- Given passage
┄┄┄┄┄┄┄┄┄┄

On Sun, Jan 16, 2022, 12:33 PM Nicholas Geovanis <nickgeova...@gmail.com>
wrote:

>
> On Sun, Jan 16, 2022, 11:44 AM Gokan Atmaca <linux.go...@gmail.com> wrote:
>
>> Hello
>>
>> > $ cd destination-directory-for-extracted-files
>> > $ find top-directory-of-tree-containing-archive-files -type f -name
>> \*7z -exec 7z e {} \;
>>
>> I'm already able to import into a single folder with the following. My
>> problem is extracting 7z files, which are in thousands of folders with
>> a size of close to 100GB, into their own directories.
>>  # find /home/z0/ob7z/ -name "*.7z" -type f| xargs -I {} 7z x -p*****
>> -oextract7z {};
>>
>
> You might need to use the xargs command in a pipe. It batches its
> arguments so you can handle command strings that exceed the shell's command
> buffer sizes.
>

Ok sorry, duh, you're already doing that :-)

┄┄┄┄┄┄┄┄┄┄

- Stated task 1
List each distinct command name used in the shell commands that appear in the email thread.
- Stated task 2
Collect every line of the rows that contains the word "cumulus".

(Rows from a dataset)

┄┄┄┄┄┄┄┄┄┄

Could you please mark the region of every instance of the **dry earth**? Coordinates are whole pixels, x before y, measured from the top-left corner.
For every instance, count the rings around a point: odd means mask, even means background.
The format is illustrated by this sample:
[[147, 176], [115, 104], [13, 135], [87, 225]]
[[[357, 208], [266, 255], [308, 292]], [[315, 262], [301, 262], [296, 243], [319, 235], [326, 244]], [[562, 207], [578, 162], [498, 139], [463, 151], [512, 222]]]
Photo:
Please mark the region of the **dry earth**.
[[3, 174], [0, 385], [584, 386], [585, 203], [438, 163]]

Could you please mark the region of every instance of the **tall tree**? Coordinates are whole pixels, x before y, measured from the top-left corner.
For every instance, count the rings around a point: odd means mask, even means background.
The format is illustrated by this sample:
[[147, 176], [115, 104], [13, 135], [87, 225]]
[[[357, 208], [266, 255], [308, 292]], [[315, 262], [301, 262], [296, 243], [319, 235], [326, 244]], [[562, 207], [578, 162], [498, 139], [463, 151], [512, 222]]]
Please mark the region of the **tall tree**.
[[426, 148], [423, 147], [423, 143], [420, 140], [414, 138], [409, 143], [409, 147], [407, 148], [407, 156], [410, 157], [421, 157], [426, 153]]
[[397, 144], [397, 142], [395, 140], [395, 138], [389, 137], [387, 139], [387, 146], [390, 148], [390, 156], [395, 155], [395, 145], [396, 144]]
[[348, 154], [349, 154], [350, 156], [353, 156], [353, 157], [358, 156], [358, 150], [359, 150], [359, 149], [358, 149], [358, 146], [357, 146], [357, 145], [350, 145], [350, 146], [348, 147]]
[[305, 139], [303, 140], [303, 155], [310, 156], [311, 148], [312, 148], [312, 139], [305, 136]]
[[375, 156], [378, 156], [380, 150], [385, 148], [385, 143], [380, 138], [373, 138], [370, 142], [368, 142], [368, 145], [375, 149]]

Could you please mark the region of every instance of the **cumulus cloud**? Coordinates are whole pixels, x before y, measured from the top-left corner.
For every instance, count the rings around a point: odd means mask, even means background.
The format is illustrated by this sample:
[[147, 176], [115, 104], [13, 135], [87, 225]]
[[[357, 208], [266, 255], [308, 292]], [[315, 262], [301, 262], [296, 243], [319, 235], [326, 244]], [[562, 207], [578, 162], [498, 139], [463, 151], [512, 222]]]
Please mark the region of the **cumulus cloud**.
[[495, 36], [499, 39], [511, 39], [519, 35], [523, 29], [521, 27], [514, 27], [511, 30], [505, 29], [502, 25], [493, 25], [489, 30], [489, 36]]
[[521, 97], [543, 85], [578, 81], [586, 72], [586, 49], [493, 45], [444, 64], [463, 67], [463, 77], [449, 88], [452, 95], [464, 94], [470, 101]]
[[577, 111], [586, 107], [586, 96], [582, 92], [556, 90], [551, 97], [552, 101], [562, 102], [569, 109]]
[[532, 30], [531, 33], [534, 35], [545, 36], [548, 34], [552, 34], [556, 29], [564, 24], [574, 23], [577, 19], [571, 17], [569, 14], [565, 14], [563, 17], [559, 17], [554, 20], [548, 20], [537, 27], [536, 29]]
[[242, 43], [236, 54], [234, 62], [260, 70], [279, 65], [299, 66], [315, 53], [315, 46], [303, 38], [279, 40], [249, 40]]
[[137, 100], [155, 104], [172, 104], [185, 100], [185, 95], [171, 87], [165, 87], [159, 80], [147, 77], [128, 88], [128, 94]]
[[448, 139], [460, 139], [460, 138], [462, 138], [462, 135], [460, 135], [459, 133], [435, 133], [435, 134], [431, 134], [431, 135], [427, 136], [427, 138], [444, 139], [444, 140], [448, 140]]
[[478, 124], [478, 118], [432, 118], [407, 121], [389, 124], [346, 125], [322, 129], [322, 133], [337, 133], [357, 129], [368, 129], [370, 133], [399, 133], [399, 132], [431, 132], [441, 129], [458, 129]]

┄┄┄┄┄┄┄┄┄┄

- Response 1
cd, find, 7z, xargs

- Response 2
Could you please mark the region of every instance of the **cumulus cloud**? Coordinates are whole pixels, x before y, measured from the top-left corner.
Please mark the region of the **cumulus cloud**.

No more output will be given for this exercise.